Page
━━━━━━━━━━━━━━━━━━━━
I am off to Barbados next week on my first “beach” vacation since 2011 and I cannot wait. I don’t want thinking about the edits of my novel to get in the way of my time in the sun, cocktails on the beach, feasting on fresh fish, and frolicking with friends and so I’ve been extremely regimented this past week about working on edits during lunch and after work. Unfortunately, that left no time to write an original post for my blog this week. Since I have vacation on the brain, I thought it would fun to share a “Throwback” post I wrote years ago about my trip to Costa Rica. My trip to Barbados promises more relaxation and less adventure but I’m certain it will be equally enjoyable 🙂
Without further ado:
I wasn’t sure in what format I wanted to post about Costa Rica so I am winging it. I consistently took notes and thought I might post in a diary format. In reading my notes back, however, I think the diary format might make for a boring blog. Instead, let me begin by listing the best/worst things about my trip and Costa Rica in general:
1) Costa Rica is breathtakingly beautiful! The grass is greener; the sky is bluer; the flowers are prettier.
2) The coffee in San Jose is AWESOME. I typically order my coffee extra light with half and half and 2 Equals. (“Would you like some coffee with your cream?”) In San Jose, the coffee itself was so good that I did not need to disguise it with cream and sugar. Unfortunately, the coffee in the more touristy areas tasted like Maxwell House – nothing special.
3) Plantains – no further explanation required.
4) I was double proofed at Customs. Normally not a good thing but the agent didn’t believe I was in my mid-30s and made me show her my driver’s license on top of my passport to verify my age.
5) Imperial beer – nothing like a refreshing cold beer after risking my life and living to write about it (more information to follow).
6) First dinner in San Jose – hearts of palm salad followed by perfectly prepared Argentine skirt steak (entrana) followed by even more perfectly prepared dulce de leche crepes.
7) Every meal came with avocado – my favorite food on the planet.
8) The waterfall in Arenal. The beauty of the waterfall was well worth the strenuous hike to get there. (I also go through withdrawal after not working out for more than two days and it felt good to get my heart rate going.)
9) The “canopy” tour through the Monte Verde cloud forest. (Keep reading for more details).
10) White water rafting. (Keep reading for more details.)
11) The beach – The water was warm; the waves were calm; there were mountains in the background – it was an ideal way to end the trip. I especially enjoyed sitting at the hotel bar getting buzzed (ok, hammered) on beers. (I didn’t, however, enjoy the hangover that ensued from drinking too many beers in the sun on an empty stomach.)
━━━━━━━━━━━━━━━━━━━━
Written task 1
Repeat the part of the Costa Rica post starting with "7) Every meal" and going on through "an empty stomach.)".
━━━━━━━━━━━━━━━━━━━━
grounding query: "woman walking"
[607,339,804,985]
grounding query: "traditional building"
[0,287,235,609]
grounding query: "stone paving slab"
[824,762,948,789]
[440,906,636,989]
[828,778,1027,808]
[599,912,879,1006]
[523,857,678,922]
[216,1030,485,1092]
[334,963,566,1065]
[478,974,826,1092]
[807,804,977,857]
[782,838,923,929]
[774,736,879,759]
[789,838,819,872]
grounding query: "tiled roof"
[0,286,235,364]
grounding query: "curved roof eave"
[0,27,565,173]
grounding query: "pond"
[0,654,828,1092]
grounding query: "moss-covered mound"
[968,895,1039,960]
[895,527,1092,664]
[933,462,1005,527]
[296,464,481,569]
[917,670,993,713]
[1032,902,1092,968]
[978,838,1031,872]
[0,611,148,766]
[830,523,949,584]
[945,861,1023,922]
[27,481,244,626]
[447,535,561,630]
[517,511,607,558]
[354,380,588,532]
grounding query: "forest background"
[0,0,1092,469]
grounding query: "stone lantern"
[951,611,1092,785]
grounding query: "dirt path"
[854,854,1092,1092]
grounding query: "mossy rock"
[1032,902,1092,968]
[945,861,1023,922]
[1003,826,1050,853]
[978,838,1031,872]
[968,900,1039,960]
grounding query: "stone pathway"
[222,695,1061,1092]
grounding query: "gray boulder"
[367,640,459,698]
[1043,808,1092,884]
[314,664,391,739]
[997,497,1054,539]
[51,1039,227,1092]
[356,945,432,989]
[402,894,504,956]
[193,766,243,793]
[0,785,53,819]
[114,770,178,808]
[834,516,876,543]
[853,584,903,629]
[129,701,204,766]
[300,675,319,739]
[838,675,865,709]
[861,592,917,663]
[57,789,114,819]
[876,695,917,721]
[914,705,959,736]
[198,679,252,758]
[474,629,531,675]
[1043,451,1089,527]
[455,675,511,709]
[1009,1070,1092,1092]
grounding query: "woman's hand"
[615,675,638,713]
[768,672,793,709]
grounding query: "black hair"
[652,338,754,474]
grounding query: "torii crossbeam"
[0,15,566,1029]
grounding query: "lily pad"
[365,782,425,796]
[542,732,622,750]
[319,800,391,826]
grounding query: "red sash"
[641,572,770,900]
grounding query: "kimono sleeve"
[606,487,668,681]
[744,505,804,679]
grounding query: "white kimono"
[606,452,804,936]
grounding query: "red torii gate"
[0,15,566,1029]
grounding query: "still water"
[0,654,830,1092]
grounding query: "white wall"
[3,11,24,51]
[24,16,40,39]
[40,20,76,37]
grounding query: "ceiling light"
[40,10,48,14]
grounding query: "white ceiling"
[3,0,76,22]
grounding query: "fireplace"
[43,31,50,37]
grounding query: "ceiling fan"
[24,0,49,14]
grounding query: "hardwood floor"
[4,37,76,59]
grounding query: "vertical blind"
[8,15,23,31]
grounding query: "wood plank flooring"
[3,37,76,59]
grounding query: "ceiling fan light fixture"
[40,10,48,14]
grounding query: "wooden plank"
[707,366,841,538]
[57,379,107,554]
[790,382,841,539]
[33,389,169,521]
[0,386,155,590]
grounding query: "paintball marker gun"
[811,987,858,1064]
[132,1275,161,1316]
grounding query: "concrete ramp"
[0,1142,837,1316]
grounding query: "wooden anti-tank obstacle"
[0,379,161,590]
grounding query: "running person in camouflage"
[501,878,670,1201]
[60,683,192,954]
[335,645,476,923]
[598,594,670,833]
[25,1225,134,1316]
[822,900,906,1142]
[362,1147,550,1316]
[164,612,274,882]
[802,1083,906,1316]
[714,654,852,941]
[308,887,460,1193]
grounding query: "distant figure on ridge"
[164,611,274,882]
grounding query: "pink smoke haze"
━━━━━━━━━━━━━━━━━━━━
Written task 2
Please give the rows again, starting with their first line and going on through the line with "[0,27,565,173]" (both lines included), with the requests kept in place and nothing else added. Scale every bounding-box coordinate in the answers by 0.55 and round each result to a whole number, rounding halves up.

Written reply 1
7) Every meal came with avocado – my favorite food on the planet.
8) The waterfall in Arenal. The beauty of the waterfall was well worth the strenuous hike to get there. (I also go through withdrawal after not working out for more than two days and it felt good to get my heart rate going.)
9) The “canopy” tour through the Monte Verde cloud forest. (Keep reading for more details).
10) White water rafting. (Keep reading for more details.)
11) The beach – The water was warm; the waves were calm; there were mountains in the background – it was an ideal way to end the trip. I especially enjoyed sitting at the hotel bar getting buzzed (ok, hammered) on beers. (I didn’t, however, enjoy the hangover that ensued from drinking too many beers in the sun on an empty stomach.)

Written reply 2
grounding query: "woman walking"
[334,186,442,542]
grounding query: "traditional building"
[0,158,129,335]
grounding query: "stone paving slab"
[453,419,521,434]
[242,498,350,544]
[455,428,565,444]
[329,502,483,553]
[288,471,373,507]
[119,567,267,601]
[184,530,311,586]
[263,536,454,601]
[444,442,537,471]
[430,461,508,511]
[426,405,483,417]
[434,461,450,480]
grounding query: "tiled roof"
[0,157,129,200]
grounding query: "curved roof eave"
[0,15,311,95]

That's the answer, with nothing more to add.